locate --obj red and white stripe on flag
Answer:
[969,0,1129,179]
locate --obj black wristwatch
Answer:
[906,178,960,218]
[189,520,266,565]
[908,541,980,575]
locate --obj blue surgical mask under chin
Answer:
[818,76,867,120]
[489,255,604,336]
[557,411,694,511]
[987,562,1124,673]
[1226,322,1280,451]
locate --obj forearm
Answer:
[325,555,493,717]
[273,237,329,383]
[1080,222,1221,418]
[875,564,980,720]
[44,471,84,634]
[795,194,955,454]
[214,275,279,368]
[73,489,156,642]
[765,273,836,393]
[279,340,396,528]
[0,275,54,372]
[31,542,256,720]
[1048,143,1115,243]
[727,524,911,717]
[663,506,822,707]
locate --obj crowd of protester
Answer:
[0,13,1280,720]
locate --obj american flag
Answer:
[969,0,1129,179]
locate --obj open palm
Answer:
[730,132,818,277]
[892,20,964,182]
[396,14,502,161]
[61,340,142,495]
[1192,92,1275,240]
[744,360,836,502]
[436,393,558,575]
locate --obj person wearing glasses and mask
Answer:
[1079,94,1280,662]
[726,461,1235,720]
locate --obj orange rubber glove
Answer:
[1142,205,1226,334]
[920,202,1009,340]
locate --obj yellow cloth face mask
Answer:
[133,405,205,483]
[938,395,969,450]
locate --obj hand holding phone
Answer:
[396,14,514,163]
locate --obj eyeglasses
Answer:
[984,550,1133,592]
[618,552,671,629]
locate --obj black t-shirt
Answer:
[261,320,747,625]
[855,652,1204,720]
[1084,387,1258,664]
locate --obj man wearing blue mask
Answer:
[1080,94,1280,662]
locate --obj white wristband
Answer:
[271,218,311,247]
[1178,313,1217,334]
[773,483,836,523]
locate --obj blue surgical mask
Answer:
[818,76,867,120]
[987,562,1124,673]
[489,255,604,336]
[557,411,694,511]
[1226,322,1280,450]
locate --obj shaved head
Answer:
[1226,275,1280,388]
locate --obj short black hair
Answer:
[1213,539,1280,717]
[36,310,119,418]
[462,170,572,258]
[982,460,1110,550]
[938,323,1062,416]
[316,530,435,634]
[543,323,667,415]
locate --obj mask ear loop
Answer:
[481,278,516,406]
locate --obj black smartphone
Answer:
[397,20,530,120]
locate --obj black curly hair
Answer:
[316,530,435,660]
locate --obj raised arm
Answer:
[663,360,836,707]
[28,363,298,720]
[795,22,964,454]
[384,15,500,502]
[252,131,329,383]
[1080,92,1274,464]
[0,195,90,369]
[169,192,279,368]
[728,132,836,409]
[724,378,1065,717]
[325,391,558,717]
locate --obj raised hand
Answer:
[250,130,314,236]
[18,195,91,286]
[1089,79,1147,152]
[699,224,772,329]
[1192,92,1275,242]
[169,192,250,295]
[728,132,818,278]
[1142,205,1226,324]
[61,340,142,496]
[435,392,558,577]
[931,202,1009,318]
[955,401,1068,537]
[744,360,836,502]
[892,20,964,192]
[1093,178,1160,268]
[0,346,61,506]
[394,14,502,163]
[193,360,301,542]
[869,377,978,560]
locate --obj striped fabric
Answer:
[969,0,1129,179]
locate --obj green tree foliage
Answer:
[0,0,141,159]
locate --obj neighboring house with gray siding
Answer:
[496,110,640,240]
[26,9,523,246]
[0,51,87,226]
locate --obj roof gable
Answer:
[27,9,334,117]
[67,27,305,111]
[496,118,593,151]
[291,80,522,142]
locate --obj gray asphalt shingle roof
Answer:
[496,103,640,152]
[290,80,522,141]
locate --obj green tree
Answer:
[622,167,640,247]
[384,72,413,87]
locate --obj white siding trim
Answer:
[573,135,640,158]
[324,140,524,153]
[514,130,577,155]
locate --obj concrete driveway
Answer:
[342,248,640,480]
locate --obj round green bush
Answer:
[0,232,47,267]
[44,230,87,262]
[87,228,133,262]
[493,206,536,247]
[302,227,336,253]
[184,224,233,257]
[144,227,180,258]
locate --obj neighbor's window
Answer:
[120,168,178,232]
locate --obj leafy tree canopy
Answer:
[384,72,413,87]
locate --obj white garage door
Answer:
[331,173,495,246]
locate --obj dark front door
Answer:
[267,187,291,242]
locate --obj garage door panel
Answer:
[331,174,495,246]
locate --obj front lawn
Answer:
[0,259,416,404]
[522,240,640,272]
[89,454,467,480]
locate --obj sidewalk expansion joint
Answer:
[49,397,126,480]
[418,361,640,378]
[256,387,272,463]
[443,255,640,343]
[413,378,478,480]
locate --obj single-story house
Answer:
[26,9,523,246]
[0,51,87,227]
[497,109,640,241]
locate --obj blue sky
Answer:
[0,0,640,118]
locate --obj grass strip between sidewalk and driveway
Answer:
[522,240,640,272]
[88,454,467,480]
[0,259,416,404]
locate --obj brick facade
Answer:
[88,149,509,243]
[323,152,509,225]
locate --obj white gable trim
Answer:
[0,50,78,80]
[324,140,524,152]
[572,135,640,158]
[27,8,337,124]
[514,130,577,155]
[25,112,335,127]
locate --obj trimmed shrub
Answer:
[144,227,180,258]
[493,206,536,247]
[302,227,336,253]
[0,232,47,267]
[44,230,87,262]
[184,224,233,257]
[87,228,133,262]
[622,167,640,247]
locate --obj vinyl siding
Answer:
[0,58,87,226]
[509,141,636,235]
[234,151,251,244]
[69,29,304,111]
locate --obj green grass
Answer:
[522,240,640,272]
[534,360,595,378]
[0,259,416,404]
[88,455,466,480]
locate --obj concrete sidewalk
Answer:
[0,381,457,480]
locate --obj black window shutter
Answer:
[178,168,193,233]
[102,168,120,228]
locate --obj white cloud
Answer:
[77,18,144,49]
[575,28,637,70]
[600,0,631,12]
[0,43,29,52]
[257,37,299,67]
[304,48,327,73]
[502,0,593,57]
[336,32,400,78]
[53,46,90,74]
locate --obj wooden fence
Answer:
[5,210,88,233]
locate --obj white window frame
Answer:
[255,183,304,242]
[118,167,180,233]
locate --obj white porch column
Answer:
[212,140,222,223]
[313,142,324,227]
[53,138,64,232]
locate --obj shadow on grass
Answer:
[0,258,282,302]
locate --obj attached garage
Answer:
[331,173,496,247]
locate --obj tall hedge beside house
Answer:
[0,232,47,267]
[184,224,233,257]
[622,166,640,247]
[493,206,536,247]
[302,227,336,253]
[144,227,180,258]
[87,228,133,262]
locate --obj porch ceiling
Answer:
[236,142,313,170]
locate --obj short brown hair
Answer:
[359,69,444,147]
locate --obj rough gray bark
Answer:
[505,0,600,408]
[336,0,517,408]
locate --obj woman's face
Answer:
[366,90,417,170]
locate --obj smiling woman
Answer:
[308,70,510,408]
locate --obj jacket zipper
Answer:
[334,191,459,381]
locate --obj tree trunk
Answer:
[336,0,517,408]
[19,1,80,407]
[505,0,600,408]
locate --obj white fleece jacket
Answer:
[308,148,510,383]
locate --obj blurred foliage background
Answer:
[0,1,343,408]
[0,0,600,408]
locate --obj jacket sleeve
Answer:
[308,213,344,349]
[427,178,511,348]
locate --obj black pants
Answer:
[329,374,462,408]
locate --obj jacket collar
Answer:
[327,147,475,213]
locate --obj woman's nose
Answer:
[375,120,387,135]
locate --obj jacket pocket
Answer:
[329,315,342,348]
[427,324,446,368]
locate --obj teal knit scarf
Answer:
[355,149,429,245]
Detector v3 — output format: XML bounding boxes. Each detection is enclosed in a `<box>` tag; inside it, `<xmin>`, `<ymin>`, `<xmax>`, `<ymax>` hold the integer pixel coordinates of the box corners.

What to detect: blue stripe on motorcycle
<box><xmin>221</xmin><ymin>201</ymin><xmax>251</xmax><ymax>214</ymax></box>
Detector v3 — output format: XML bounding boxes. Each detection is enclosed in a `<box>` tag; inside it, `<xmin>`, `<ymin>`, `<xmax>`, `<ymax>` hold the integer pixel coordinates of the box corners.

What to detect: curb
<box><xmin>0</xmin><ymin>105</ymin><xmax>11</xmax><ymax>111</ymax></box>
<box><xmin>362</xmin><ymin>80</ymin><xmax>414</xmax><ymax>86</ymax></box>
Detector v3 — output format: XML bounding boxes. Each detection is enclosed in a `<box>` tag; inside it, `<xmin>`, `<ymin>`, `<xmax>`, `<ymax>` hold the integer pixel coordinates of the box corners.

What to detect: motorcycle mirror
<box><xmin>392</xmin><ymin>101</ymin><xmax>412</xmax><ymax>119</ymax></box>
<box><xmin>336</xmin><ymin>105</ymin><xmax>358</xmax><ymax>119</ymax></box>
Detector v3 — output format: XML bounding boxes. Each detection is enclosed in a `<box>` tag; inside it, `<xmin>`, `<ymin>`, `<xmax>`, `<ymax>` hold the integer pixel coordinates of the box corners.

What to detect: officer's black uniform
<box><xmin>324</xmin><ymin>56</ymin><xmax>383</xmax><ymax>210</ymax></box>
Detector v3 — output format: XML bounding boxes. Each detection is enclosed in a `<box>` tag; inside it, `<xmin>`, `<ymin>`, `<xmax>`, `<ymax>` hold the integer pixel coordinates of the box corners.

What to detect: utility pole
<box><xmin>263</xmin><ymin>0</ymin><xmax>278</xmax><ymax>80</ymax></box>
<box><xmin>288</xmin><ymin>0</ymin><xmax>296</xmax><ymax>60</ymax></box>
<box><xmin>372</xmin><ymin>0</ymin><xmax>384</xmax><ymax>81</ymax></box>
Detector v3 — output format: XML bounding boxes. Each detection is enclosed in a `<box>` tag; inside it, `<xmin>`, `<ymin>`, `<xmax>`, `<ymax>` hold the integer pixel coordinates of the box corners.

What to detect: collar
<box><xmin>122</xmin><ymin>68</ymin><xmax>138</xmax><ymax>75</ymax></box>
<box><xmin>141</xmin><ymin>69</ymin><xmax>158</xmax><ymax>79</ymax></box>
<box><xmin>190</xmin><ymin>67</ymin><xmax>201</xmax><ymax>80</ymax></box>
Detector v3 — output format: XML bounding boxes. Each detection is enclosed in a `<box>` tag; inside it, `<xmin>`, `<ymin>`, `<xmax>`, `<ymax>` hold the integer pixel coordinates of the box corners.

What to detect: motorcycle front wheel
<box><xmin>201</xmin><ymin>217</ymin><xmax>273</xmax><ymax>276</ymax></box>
++++++++
Given request: Starting at the first line of the data and ending at the line that contains "[1226,322,1280,451]", give those lines as a Markdown table with the columns Row and Line, leaving out any blank lines.

Complete output:
| Row | Line |
|---|---|
| 1 | locate --obj red and white stripe on flag |
| 2 | Answer: |
| 3 | [969,0,1129,179] |
| 4 | locate --obj black wristwatch |
| 5 | Answer: |
| 6 | [906,178,960,218] |
| 7 | [189,520,266,565] |
| 8 | [908,541,980,575] |
| 9 | locate --obj blue surgical mask under chin |
| 10 | Answer: |
| 11 | [818,76,867,120] |
| 12 | [489,255,604,336] |
| 13 | [557,411,694,511] |
| 14 | [987,562,1124,673] |
| 15 | [1226,322,1280,451] |